What you have to do: Continue the article on taking psychological safety beyond the simulation lab, picking up right after its final sentence.

Extract to read:

1 Safe Spaces for Learning: Taking Psych Safety Beyond the Sim Lab
By: Dr. Eve Purdy
During my simulation fellowship I learned to pay particular attention to the development of psychological safety during simulation activities. The concept gets lot of airtime and effort in the sim community but, as an anthropologist interested in fostering positive learning and work cultures, I venture it can and should be a focus for educators at our institution more broadly. Let’s take psychological safety beyond the sim lab!
As Amy Edmonson describes it, psychological safety is “a shared belief that’s its ok to take interpersonal risk” in a group/ workplace/ learning environment, and is a strong influence on the performance of work teams. Ideally, it can accelerate learning – allowing us to push boundaries, fail, and extend ourselves. But psych safety is not just ‘being nice’, offering appreciation, or ignoring poor performance. Courtesy and candour can co-exist.

Data under study:
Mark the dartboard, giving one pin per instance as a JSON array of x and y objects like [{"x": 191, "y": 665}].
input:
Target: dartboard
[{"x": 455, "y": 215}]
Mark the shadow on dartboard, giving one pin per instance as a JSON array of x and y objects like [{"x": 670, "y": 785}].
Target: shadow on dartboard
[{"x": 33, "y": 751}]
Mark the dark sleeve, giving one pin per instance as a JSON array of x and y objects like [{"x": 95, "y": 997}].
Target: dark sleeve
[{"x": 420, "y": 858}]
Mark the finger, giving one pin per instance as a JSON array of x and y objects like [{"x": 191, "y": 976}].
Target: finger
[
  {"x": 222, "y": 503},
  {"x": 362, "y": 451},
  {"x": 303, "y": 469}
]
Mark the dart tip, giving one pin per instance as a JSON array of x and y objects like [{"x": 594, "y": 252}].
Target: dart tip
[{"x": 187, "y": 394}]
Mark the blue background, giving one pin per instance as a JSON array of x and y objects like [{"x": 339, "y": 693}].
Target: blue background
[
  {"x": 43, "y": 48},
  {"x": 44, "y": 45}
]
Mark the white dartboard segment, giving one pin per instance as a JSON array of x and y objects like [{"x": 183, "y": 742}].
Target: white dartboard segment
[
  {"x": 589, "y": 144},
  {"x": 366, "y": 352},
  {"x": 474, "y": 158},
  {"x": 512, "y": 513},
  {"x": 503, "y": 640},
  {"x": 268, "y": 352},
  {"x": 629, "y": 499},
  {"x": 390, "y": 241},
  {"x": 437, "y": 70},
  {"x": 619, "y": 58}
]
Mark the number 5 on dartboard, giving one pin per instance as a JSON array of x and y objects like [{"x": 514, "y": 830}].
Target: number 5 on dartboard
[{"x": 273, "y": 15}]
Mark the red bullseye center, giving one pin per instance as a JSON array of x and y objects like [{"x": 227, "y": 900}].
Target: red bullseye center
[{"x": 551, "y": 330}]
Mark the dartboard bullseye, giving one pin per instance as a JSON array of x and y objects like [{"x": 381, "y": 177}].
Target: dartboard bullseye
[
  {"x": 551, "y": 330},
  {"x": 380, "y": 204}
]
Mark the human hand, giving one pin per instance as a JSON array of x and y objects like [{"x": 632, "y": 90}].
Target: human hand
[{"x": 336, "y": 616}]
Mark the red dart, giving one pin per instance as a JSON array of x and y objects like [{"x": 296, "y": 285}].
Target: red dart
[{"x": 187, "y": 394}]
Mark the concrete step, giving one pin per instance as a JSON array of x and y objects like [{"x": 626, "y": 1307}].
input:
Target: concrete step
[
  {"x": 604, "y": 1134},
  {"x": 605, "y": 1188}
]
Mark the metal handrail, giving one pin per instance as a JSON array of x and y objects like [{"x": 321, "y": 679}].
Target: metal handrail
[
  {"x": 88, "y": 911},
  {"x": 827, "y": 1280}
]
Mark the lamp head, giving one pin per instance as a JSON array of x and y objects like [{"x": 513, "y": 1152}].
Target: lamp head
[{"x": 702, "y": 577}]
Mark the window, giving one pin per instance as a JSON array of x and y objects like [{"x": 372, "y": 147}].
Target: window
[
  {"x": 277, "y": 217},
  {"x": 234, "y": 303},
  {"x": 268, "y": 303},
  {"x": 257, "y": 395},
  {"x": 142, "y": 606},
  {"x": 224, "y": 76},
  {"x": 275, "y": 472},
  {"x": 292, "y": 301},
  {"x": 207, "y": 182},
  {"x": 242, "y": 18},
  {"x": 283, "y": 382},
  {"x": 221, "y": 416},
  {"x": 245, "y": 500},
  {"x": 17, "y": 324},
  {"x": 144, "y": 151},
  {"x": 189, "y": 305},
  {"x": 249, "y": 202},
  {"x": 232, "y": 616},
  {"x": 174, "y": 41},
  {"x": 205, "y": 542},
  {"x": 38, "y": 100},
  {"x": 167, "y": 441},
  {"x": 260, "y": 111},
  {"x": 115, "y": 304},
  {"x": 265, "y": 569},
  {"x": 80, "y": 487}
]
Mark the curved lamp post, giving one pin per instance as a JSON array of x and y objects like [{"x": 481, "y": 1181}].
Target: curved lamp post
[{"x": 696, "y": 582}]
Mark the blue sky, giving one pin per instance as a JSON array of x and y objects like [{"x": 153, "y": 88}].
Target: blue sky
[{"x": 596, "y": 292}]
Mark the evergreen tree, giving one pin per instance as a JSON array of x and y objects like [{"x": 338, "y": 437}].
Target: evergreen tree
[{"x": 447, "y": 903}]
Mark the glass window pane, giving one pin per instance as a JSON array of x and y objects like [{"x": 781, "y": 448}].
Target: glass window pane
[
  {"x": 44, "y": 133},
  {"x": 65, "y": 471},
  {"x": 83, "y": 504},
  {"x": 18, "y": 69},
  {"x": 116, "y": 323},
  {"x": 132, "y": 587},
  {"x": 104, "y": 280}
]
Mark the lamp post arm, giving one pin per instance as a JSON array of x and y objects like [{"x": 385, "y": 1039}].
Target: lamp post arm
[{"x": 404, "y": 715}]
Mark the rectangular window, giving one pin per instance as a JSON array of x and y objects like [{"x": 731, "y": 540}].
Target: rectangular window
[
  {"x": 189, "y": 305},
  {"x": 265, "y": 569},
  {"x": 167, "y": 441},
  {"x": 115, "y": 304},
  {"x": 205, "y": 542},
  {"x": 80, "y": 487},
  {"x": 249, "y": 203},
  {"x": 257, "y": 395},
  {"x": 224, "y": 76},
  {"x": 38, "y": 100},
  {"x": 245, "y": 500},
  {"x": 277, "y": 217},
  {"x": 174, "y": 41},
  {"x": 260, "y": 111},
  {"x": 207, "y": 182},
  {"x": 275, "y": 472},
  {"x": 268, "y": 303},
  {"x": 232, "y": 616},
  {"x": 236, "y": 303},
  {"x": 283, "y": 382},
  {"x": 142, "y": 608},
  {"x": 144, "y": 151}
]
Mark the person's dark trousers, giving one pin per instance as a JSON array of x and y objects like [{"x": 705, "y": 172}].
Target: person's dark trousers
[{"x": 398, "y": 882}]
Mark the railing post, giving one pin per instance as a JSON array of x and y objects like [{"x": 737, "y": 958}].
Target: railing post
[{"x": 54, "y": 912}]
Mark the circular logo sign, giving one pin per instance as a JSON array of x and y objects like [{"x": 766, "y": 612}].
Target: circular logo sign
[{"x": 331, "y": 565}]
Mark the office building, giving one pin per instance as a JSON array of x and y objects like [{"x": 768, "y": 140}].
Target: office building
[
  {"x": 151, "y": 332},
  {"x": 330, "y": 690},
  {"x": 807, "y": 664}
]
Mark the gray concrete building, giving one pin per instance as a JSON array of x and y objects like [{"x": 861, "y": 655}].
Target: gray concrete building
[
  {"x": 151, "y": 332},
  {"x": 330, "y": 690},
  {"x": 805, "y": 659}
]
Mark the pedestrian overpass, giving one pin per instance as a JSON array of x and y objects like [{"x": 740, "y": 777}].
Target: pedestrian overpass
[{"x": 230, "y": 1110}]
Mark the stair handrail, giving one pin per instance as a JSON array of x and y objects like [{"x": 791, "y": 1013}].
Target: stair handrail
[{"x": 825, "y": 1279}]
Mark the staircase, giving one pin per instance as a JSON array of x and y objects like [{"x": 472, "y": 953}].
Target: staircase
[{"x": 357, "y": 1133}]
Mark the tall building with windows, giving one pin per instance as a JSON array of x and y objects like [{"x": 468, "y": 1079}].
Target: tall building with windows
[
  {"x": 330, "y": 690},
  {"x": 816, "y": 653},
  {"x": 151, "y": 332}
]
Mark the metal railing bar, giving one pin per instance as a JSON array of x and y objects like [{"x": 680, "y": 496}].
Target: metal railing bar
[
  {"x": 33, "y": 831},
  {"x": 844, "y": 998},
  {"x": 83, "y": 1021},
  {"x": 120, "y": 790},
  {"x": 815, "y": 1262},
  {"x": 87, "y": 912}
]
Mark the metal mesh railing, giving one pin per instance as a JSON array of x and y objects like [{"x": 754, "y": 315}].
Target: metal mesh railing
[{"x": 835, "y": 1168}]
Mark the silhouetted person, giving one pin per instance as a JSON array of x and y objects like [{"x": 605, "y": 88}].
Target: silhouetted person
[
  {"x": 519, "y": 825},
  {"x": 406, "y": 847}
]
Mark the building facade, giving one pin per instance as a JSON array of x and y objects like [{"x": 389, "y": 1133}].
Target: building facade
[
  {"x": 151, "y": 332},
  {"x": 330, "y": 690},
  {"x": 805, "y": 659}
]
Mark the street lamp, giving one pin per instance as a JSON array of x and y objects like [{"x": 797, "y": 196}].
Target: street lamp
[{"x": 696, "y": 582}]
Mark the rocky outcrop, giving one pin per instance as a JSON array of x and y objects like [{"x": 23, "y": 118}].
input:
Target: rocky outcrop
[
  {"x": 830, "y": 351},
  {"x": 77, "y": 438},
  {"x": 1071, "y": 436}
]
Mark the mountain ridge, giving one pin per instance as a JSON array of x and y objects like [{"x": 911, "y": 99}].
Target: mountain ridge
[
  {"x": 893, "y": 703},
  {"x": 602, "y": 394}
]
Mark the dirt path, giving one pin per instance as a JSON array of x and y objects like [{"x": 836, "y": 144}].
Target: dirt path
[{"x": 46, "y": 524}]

Expected answer:
Creating a ‘safe container’ for learning has received a lot of attention in healthcare simulation due to the evaluation apprehension that many simulation participants feel, as well as memories of experiences that were negative in some way. Psychological safety, however, is not uniquely important in the simulation learning environment – it is relevant in the clinical environment, the classroom, and perhaps most urgently our new online learning world.
So, what does psychological safety look like? It looks like a student not thinking twice about putting their hand up to contribute or ask a question, an active chatter on a zoom lecture with students bouncing ideas off each other, a nurse questioning a consultant’s decision on rounds, or a senior resident asking for feedback and a staff being direct about what could have gone better. It looks like trust. Trust that everyone is on the same team, trust that we all want to improve, and trust that we can do that together.
Psychological safety is created slowly, consistently and by actions as much as words. So what are some tips for creating psychological safety across learning environments (your online class, your facilitated small group, your ward team, your high-performing group)….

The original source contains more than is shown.